* Given instruction: Gather every line of the listing that contains the string "truck".

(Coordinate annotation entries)
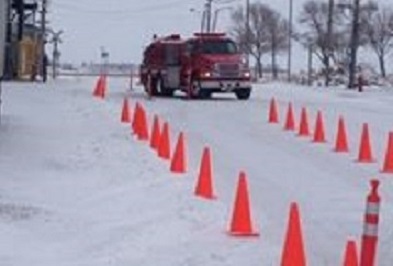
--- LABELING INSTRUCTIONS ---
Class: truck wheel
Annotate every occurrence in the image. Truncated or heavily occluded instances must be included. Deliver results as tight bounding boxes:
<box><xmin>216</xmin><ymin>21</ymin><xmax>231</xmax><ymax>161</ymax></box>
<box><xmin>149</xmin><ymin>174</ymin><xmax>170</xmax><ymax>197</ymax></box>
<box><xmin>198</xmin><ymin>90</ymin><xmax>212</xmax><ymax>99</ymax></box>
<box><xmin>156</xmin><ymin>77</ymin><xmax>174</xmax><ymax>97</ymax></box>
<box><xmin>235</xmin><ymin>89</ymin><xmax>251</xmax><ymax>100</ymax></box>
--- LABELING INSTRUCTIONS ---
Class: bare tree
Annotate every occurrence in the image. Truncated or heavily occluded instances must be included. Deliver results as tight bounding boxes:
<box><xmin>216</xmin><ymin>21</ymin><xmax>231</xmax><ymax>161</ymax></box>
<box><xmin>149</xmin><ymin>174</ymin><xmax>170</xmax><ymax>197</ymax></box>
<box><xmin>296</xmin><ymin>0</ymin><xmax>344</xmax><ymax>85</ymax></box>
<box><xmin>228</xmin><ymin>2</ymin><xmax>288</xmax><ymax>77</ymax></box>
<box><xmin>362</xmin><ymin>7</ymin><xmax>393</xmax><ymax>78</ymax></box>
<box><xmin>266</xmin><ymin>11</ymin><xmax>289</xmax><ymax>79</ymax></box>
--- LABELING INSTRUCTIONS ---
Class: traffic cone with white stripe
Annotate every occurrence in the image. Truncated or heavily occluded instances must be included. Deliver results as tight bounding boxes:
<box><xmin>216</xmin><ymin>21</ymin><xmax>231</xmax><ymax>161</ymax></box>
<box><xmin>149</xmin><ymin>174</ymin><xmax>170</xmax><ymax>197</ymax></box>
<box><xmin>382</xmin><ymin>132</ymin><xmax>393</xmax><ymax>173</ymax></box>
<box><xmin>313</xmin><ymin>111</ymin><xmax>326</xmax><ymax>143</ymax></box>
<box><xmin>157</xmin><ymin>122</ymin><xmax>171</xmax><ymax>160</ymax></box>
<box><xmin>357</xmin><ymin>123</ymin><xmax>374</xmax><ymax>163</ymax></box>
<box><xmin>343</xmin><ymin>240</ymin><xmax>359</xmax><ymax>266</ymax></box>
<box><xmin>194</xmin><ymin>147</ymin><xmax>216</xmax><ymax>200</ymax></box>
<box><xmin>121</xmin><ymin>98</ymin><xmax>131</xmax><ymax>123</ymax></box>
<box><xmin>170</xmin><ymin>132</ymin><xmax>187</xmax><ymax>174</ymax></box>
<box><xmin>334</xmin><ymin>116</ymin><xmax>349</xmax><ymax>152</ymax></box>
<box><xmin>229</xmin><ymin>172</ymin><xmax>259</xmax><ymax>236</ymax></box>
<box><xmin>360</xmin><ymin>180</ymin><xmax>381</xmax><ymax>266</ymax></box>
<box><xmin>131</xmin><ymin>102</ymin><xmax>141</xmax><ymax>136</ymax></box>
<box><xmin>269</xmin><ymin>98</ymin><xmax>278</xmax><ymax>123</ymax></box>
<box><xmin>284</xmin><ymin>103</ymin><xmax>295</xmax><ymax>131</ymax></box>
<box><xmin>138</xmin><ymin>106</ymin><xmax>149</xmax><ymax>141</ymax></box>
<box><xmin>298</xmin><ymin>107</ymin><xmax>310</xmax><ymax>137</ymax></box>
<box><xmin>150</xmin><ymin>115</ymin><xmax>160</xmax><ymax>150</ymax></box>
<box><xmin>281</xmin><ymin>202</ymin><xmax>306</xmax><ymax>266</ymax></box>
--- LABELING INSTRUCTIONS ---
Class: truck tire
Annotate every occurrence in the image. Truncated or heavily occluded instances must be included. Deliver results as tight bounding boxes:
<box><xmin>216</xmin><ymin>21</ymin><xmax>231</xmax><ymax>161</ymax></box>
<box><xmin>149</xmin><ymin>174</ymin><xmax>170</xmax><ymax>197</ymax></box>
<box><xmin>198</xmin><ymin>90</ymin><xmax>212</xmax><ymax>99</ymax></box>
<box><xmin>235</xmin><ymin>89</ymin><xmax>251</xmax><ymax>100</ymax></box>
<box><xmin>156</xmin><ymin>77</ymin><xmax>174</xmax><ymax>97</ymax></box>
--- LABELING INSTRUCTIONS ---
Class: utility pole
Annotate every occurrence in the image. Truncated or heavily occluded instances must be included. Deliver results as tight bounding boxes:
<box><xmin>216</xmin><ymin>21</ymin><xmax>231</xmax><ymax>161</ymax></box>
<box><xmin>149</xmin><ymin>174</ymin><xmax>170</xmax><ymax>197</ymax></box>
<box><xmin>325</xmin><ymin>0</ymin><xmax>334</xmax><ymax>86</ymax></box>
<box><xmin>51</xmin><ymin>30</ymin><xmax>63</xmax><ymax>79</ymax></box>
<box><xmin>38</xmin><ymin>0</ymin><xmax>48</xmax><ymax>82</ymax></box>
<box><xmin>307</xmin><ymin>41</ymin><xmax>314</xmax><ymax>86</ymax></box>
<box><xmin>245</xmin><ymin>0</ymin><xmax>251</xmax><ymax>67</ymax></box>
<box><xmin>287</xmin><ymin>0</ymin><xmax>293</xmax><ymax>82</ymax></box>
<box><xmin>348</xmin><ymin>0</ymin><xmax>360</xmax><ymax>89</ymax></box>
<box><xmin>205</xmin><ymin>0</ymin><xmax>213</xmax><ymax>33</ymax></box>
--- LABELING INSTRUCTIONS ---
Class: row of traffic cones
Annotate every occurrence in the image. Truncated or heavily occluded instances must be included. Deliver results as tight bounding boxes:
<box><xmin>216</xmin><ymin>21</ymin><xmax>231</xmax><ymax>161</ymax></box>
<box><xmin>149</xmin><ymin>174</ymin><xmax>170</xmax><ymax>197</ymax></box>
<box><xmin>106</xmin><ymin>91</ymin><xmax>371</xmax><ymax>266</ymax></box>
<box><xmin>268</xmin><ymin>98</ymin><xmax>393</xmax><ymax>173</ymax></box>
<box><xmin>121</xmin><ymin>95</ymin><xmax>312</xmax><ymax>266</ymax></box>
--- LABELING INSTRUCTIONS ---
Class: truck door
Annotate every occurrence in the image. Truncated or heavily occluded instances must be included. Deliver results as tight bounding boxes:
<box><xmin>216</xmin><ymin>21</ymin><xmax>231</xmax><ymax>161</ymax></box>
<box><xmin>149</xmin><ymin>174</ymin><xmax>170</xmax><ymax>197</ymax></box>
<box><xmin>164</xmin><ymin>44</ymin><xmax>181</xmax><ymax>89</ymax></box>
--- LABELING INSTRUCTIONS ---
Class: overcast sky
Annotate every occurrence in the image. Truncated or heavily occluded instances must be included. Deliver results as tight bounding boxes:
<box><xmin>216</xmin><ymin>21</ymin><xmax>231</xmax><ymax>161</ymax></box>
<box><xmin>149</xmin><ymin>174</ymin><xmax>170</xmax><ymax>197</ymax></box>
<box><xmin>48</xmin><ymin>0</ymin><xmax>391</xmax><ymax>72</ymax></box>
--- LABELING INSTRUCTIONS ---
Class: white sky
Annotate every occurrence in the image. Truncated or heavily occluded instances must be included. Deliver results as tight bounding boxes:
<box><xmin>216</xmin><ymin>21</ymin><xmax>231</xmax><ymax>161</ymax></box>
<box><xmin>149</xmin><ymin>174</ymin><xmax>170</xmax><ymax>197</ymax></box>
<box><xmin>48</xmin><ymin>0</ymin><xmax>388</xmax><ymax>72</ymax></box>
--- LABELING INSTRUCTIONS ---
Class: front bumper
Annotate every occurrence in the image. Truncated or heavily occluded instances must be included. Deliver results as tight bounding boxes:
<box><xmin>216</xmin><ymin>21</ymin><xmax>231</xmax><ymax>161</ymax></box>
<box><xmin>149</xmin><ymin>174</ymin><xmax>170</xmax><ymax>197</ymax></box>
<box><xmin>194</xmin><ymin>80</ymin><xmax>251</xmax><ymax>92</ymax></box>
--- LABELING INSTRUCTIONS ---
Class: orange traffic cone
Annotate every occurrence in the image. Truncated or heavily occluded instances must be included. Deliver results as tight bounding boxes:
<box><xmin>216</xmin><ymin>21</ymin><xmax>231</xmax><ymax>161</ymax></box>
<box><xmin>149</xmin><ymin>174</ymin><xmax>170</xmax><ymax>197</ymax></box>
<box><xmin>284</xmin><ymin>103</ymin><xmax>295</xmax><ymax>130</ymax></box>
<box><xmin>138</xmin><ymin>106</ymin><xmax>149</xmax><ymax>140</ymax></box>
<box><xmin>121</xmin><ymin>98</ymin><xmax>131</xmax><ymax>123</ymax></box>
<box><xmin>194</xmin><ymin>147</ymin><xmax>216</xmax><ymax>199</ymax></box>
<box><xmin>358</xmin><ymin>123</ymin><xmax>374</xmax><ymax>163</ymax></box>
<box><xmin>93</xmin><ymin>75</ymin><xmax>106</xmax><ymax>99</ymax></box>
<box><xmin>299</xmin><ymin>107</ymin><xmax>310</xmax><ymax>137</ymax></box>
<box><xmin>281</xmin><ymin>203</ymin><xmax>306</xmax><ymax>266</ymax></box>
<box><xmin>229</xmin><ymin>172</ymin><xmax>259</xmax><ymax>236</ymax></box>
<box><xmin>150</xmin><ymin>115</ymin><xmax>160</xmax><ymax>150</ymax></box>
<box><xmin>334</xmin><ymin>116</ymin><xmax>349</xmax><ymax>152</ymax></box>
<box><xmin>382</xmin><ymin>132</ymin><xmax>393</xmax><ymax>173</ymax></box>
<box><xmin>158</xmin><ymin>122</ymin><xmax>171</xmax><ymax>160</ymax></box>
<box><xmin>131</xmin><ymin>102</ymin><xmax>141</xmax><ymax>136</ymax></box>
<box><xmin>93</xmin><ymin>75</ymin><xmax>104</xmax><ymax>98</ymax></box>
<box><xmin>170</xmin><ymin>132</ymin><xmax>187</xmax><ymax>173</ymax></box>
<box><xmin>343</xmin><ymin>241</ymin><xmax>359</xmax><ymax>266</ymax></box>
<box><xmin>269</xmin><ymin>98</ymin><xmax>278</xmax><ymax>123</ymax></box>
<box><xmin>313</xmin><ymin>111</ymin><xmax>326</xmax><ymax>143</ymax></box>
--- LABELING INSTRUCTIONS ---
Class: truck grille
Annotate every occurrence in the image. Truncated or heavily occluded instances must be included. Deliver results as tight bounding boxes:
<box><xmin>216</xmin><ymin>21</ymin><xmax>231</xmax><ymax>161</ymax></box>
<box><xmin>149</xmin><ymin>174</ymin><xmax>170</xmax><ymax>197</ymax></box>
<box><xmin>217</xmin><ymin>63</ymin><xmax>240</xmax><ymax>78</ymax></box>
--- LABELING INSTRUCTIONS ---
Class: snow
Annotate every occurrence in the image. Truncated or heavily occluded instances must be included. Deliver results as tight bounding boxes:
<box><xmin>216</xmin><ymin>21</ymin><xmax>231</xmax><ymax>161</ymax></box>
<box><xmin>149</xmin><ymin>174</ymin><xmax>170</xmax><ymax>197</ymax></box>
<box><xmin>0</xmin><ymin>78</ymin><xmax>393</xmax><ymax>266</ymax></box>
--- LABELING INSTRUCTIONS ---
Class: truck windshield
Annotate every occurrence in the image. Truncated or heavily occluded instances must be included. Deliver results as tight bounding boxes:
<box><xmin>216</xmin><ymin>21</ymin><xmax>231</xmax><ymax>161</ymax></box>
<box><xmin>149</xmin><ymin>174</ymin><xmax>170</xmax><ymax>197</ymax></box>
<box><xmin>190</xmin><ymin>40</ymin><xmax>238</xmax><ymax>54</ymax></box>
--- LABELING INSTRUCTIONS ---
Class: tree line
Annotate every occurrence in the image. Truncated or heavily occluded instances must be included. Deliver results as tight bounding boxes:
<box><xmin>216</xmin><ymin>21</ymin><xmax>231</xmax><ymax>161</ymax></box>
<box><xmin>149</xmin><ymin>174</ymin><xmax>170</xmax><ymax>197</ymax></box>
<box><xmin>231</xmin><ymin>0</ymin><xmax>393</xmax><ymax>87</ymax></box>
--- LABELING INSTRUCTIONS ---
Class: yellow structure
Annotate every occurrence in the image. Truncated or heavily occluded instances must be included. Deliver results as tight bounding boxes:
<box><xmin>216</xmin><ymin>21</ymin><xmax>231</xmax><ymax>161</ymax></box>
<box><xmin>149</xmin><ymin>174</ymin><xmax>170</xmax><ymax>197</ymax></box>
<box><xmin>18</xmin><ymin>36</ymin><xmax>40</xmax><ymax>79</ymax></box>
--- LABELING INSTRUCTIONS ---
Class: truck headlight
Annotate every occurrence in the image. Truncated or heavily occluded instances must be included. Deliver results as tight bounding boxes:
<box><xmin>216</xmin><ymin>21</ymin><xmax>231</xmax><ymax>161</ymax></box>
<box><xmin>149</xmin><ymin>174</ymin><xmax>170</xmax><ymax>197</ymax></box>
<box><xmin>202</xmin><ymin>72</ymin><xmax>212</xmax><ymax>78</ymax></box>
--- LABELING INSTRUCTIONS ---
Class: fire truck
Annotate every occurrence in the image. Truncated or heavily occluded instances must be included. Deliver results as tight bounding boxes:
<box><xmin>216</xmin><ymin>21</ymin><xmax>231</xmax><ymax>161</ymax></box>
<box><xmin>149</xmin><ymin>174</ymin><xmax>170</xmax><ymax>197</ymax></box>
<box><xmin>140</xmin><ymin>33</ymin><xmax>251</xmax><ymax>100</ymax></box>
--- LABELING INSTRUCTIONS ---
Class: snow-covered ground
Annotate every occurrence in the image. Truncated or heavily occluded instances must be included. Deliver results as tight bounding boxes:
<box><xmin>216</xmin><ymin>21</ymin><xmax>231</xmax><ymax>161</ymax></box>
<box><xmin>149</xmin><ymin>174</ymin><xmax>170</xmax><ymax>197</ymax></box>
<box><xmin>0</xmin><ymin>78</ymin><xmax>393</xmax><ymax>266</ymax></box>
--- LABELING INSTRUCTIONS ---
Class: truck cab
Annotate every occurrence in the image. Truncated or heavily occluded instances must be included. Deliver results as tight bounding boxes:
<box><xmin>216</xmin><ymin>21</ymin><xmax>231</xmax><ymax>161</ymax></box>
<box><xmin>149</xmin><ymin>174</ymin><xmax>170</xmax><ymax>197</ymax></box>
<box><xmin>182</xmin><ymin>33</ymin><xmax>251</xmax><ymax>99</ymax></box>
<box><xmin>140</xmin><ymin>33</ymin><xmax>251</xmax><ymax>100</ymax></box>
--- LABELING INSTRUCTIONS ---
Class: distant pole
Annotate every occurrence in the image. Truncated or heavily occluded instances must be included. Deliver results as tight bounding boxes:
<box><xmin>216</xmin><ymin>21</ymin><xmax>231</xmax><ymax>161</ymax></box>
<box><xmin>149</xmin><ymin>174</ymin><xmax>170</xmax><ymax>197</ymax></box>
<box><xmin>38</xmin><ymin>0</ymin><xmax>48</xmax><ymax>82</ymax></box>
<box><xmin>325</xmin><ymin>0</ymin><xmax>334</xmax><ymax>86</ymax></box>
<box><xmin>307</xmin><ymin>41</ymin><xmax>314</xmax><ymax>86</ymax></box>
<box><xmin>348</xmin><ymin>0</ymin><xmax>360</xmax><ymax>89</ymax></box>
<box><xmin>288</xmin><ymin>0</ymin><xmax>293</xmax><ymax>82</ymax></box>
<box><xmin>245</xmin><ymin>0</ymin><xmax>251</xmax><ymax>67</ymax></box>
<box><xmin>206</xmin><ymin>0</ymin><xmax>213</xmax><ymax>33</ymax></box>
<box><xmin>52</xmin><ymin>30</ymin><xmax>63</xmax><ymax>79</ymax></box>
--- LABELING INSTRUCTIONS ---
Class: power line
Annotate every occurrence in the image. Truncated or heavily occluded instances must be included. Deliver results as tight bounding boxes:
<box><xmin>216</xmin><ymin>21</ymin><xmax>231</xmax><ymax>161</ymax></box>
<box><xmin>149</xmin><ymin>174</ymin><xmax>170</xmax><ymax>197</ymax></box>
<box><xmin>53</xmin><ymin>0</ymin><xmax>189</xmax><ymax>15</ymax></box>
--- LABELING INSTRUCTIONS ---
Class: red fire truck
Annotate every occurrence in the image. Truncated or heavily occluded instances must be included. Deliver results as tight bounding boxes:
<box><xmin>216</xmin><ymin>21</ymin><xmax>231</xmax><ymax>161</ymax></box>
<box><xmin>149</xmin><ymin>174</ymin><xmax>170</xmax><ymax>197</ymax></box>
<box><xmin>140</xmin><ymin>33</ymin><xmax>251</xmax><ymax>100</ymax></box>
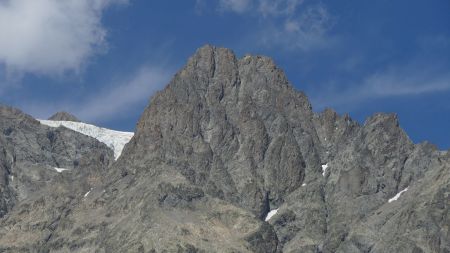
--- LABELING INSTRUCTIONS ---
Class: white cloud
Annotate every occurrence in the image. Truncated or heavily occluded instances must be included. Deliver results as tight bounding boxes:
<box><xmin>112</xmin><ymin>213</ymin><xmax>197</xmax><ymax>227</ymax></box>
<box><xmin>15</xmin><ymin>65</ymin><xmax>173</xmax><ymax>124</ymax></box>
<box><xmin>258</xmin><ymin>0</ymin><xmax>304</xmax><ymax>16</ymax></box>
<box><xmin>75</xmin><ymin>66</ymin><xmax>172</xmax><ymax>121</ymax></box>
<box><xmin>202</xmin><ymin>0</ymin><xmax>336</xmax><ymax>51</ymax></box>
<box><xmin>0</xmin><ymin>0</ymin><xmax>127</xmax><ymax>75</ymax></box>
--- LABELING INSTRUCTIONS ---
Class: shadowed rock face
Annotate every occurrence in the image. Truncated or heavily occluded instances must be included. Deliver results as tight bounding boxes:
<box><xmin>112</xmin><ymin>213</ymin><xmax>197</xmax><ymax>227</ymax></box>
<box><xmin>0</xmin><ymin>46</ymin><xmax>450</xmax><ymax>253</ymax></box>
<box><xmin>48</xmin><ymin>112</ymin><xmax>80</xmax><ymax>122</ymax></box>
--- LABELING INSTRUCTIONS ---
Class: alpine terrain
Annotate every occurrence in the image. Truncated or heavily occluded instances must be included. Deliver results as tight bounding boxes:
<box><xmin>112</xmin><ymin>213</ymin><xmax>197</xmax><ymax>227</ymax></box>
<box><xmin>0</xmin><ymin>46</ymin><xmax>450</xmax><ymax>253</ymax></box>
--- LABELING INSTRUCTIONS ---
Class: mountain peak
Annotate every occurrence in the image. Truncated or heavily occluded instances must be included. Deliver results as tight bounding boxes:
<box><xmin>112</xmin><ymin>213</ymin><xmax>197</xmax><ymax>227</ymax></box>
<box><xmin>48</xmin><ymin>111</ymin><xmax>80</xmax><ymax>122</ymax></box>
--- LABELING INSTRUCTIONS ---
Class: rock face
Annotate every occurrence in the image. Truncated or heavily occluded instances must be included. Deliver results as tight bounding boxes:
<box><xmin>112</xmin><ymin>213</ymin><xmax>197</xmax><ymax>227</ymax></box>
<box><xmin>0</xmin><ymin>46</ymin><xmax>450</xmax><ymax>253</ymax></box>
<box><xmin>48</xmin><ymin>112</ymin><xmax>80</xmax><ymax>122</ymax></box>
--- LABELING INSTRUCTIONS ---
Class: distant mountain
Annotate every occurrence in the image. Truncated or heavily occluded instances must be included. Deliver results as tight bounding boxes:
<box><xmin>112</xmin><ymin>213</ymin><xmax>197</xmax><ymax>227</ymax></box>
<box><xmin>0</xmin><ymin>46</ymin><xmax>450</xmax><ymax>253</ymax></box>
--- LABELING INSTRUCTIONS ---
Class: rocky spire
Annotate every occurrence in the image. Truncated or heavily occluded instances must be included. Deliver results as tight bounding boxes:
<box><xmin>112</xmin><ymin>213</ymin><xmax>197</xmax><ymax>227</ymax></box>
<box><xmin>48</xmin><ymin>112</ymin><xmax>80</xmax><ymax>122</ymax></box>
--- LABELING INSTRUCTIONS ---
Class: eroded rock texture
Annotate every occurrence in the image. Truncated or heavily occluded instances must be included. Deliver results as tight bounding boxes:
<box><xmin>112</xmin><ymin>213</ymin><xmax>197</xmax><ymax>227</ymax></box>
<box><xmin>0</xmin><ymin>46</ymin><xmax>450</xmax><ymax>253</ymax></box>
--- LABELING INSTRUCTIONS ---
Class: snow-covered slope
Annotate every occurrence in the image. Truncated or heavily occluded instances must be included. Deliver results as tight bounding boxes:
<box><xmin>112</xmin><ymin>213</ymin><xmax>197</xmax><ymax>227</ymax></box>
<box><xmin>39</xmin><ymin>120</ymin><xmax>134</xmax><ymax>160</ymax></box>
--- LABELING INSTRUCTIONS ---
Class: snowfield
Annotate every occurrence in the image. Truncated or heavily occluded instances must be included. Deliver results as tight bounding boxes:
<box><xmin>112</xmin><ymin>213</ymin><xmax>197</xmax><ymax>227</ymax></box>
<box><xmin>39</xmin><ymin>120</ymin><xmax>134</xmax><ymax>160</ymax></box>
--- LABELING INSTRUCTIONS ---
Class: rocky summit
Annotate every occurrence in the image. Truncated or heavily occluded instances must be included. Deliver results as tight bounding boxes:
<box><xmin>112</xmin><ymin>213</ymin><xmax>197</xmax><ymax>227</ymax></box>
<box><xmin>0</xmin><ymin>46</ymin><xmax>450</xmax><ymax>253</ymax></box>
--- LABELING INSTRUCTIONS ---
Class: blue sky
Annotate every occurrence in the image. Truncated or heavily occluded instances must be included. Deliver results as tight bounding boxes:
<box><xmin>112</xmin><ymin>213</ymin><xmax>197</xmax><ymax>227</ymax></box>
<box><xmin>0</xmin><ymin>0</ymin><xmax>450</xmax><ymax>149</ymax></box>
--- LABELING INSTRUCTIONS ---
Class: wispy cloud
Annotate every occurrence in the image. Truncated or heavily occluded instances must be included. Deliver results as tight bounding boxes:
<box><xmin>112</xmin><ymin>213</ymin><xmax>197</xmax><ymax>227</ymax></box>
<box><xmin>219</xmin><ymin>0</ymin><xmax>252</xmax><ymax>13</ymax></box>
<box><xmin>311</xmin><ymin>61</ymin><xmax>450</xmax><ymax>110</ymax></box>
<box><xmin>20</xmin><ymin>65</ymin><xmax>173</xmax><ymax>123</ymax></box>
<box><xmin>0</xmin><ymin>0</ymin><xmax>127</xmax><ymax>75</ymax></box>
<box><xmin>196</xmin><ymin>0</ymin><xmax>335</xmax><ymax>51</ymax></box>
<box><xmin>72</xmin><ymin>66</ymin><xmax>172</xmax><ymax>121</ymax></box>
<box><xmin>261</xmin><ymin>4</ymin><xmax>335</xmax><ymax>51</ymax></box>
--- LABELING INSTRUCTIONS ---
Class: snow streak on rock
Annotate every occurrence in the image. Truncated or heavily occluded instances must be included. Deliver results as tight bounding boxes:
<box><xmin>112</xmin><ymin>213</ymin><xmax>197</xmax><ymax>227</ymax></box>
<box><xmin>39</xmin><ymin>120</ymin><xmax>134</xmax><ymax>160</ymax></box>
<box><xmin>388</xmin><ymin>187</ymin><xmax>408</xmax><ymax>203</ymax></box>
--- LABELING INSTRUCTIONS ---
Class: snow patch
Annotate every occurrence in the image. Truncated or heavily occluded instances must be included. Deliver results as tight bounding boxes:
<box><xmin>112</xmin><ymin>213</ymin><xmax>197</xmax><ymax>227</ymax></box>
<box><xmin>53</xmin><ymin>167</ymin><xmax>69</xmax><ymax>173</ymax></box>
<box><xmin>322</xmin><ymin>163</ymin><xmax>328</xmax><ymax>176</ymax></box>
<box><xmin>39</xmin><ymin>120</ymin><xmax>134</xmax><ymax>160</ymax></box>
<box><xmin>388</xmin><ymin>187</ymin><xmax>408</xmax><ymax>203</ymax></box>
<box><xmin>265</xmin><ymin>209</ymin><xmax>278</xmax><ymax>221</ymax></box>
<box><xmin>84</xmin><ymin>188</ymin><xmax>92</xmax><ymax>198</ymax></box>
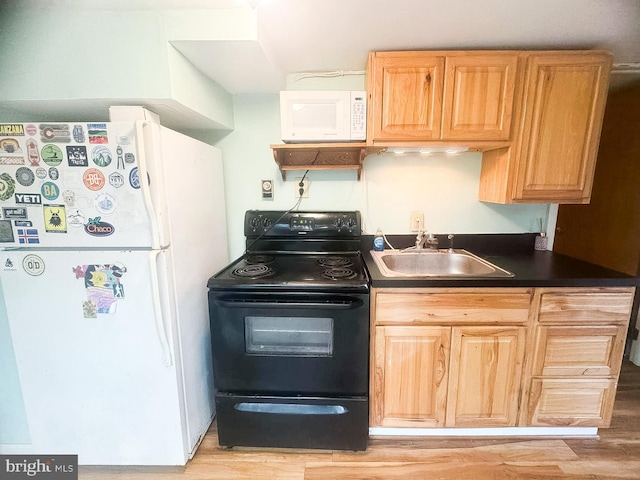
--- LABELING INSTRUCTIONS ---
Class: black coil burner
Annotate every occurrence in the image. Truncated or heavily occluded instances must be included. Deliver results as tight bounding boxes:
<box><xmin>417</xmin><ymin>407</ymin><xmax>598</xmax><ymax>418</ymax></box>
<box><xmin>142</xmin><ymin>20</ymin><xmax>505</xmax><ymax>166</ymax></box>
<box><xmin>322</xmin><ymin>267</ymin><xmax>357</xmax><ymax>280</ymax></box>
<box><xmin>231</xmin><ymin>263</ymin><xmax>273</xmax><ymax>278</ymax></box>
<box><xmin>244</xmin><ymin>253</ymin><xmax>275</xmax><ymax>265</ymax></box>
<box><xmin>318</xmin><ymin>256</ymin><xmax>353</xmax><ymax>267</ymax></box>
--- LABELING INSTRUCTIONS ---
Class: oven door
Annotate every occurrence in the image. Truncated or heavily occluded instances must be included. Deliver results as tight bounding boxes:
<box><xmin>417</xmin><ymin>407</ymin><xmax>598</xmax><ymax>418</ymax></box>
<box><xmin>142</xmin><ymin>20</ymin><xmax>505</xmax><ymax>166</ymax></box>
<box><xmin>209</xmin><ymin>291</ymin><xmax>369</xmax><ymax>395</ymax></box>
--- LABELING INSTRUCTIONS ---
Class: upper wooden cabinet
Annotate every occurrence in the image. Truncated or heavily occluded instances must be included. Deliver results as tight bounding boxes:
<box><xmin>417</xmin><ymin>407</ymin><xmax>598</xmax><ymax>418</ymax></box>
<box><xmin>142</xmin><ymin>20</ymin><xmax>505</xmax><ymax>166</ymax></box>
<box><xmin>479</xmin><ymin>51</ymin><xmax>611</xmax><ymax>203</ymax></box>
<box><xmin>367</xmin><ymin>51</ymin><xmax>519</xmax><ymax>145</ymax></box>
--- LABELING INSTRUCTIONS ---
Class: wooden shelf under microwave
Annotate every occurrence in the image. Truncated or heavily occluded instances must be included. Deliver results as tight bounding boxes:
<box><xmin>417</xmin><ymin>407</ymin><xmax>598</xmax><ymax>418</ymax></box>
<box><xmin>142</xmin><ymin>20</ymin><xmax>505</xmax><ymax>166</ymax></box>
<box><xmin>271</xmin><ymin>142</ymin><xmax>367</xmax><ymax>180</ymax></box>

* Written response:
Class: truck wheel
Class: truck tire
Class: truck door
Class: truck grille
Class: truck windshield
Class: truck headlight
Class: fire truck
Class: truck cab
Class: red fire truck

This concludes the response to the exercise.